THE DATA: Begin

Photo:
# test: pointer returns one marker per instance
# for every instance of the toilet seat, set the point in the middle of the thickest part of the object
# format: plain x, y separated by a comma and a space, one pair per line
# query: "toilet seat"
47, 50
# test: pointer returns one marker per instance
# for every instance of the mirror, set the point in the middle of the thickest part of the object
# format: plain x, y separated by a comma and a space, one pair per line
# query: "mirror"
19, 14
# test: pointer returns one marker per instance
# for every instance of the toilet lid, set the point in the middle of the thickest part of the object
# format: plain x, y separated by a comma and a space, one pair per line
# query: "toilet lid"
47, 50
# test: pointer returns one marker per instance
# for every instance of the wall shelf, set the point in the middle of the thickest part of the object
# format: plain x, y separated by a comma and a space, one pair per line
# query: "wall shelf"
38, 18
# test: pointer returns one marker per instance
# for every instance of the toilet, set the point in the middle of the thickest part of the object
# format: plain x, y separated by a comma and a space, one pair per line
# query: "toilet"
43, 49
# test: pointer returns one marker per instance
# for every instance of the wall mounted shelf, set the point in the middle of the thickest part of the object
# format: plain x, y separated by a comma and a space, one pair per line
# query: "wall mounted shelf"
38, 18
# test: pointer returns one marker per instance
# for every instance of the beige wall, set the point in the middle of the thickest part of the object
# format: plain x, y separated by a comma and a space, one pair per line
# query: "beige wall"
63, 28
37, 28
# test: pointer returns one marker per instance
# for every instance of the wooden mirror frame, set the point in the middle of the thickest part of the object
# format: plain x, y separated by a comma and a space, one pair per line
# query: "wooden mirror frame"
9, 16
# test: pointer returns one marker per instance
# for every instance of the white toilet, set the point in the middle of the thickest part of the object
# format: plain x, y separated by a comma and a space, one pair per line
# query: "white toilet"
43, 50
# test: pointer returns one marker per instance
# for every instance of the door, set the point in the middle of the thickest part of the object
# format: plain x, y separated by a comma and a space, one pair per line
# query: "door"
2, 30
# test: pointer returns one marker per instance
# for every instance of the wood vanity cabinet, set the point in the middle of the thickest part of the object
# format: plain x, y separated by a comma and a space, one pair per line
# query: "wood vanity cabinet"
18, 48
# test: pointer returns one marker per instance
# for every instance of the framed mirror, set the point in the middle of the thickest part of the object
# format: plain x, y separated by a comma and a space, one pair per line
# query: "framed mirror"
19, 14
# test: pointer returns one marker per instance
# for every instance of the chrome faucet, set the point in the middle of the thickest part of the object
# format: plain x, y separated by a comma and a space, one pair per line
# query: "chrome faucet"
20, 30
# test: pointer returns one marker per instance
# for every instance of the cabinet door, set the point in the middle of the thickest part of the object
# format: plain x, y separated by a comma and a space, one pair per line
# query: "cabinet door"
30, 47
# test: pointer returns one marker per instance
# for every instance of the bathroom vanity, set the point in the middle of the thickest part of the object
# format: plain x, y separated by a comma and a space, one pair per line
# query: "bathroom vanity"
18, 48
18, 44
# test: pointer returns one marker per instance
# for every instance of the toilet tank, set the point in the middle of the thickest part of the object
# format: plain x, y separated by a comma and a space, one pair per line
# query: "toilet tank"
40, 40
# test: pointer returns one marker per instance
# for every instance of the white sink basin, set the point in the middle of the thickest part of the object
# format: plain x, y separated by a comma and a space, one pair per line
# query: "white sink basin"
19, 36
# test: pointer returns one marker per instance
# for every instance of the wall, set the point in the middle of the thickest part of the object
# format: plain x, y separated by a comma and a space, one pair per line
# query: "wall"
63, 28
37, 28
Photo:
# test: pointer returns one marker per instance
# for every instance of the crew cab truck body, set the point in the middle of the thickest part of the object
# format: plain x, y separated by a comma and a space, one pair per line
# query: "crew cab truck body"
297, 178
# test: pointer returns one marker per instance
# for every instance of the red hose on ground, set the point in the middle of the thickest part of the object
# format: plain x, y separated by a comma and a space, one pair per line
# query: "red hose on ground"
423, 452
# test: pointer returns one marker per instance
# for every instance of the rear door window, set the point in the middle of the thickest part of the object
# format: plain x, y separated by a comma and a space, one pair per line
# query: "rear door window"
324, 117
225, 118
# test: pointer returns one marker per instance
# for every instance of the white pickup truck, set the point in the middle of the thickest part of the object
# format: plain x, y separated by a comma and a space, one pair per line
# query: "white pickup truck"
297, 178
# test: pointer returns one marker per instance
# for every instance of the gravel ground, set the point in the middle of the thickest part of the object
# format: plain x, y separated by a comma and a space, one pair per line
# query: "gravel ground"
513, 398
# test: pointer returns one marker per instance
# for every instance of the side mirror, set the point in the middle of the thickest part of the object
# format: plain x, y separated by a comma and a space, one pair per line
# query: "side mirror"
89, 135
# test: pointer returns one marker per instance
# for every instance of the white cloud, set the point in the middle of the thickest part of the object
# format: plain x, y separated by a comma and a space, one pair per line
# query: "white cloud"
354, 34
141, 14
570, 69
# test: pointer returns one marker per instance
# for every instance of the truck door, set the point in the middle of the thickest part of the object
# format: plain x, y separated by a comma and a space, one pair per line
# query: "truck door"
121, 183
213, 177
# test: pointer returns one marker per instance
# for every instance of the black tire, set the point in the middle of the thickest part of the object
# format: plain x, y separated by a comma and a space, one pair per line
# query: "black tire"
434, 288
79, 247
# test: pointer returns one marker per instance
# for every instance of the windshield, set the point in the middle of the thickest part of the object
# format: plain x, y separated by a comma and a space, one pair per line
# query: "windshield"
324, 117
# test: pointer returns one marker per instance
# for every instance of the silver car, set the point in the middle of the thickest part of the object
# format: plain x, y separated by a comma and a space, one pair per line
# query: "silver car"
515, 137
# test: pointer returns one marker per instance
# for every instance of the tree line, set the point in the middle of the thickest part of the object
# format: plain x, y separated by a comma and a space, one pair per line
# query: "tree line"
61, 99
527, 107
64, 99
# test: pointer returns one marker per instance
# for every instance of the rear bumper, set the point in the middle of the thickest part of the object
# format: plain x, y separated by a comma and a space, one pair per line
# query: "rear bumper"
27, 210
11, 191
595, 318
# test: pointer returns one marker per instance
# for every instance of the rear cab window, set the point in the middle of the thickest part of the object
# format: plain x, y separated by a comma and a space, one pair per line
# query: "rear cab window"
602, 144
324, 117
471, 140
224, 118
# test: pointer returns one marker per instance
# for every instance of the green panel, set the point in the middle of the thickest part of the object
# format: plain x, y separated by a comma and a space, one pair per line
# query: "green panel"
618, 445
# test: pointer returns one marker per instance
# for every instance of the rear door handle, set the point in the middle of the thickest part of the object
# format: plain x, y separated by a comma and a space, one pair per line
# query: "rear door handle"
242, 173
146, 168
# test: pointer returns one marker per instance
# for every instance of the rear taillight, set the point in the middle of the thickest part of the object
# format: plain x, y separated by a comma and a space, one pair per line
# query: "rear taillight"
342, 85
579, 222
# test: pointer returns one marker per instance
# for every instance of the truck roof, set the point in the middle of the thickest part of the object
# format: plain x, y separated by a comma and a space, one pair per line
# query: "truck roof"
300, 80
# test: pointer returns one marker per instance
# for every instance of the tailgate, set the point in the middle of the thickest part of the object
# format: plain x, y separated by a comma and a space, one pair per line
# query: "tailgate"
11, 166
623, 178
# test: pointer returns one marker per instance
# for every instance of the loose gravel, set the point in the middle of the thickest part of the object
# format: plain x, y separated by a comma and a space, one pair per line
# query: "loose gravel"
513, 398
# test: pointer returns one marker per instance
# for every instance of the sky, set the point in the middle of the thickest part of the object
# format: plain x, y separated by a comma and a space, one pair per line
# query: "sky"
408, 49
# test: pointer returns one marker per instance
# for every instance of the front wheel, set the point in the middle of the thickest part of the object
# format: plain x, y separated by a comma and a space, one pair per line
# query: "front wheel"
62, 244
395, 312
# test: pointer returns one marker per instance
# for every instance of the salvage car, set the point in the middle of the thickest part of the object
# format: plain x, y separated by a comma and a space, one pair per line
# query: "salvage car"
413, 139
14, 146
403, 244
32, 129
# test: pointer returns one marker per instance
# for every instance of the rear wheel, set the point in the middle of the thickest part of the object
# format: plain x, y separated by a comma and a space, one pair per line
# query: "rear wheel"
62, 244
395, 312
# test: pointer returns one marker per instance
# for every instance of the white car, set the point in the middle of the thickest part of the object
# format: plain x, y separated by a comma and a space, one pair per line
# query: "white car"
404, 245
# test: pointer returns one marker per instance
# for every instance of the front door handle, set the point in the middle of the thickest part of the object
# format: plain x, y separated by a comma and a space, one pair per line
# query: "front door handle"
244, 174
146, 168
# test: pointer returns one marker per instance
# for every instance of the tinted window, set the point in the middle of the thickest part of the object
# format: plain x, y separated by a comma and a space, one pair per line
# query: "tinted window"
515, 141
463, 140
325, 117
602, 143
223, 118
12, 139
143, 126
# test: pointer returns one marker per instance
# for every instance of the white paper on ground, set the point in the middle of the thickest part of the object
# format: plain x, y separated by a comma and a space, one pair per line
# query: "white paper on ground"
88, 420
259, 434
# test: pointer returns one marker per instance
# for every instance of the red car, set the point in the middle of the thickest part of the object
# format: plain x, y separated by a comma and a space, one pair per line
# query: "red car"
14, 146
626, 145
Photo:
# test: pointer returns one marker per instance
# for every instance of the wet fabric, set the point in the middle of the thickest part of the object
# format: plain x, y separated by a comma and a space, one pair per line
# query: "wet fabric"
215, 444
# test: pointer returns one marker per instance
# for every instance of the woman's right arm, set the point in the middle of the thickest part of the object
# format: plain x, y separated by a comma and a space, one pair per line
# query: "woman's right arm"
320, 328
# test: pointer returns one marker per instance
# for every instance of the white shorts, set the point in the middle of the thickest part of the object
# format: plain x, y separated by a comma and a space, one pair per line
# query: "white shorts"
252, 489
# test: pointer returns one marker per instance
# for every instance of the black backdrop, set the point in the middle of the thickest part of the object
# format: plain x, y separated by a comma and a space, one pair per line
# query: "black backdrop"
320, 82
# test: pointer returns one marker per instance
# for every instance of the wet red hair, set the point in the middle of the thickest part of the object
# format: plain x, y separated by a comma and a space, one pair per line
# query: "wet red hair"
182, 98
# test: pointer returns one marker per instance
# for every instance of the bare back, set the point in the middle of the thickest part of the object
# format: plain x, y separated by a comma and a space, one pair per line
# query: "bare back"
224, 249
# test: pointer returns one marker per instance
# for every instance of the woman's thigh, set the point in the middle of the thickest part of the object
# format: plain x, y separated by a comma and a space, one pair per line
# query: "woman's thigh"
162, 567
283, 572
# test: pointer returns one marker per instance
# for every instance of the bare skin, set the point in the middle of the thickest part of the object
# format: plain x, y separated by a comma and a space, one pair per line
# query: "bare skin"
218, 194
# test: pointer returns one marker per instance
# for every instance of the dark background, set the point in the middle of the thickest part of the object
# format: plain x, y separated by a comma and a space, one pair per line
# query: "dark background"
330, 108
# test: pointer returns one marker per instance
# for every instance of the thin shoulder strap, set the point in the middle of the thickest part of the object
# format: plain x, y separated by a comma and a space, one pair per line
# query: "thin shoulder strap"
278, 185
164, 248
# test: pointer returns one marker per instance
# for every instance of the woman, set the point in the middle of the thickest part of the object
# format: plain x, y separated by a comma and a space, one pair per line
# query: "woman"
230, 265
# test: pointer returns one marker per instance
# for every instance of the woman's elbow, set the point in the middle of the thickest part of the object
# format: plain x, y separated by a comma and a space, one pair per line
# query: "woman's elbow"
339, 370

THE DATA: End

ASSIGNED TASK
In the data above, retype exactly and only the lines between the one holding "# for every instance of the rear cab" and the one holding "# for every instance of the front wheel, set", inclusive.

ANSWER
# for every instance of the rear cab window, set the point in the middle of the thickest part of the object
# format: plain x, y separated by a comma and a space, one pair per line
# query: "rear cab window"
602, 144
324, 117
471, 140
224, 118
# test: pointer returns one marker per instance
# for every instance of the green panel, set the point in the middle of the thickest part of the object
# format: plain x, y separated by a comma and a space, one pair per line
# query: "green panel"
618, 445
# test: pointer returns one marker per instance
# for every instance of the rear door handle, set the point in the middle of the thickest part of the object
# format: plain x, y separated by a comma and a space, one pair per line
# query: "rear door handle"
242, 173
146, 168
# test: pointer returns one marker per instance
# for every instance of the rear taillight, set the point in the middle of the thickest part of the object
# format: plain x, y separated by a comma and a space, one pair per line
# query: "rear taillight"
342, 85
579, 222
# test: pointer returns one marker per instance
# for every instance of the truck roof, set the point in the middle of the thickest part of the object
# format: plain x, y separated by a comma and a space, one pair per line
# query: "truck roof"
300, 80
# test: pointer returns one marker per instance
# for every instance of the tailgate, set the point in the middle of the thickest part of the object
# format: plain x, y separated by a comma and a space, one pair per line
# query: "tailgate"
11, 166
623, 178
# test: pointer returns one marker per instance
# for every instance of the loose gravel, set the point in the middle of the thickest part of the object
# format: plain x, y separated by a comma and a space, one pair per line
# query: "loose gravel"
513, 398
# test: pointer returns one marker per instance
# for every instance of the sky, set the point in the middle of the thickest part of the object
# format: plain x, y separated by a comma and a space, one pair per line
# query: "sky"
408, 49
# test: pointer returns one marker per instance
# for every instance of the front wheel, set the point in the middle of the thickest part of the object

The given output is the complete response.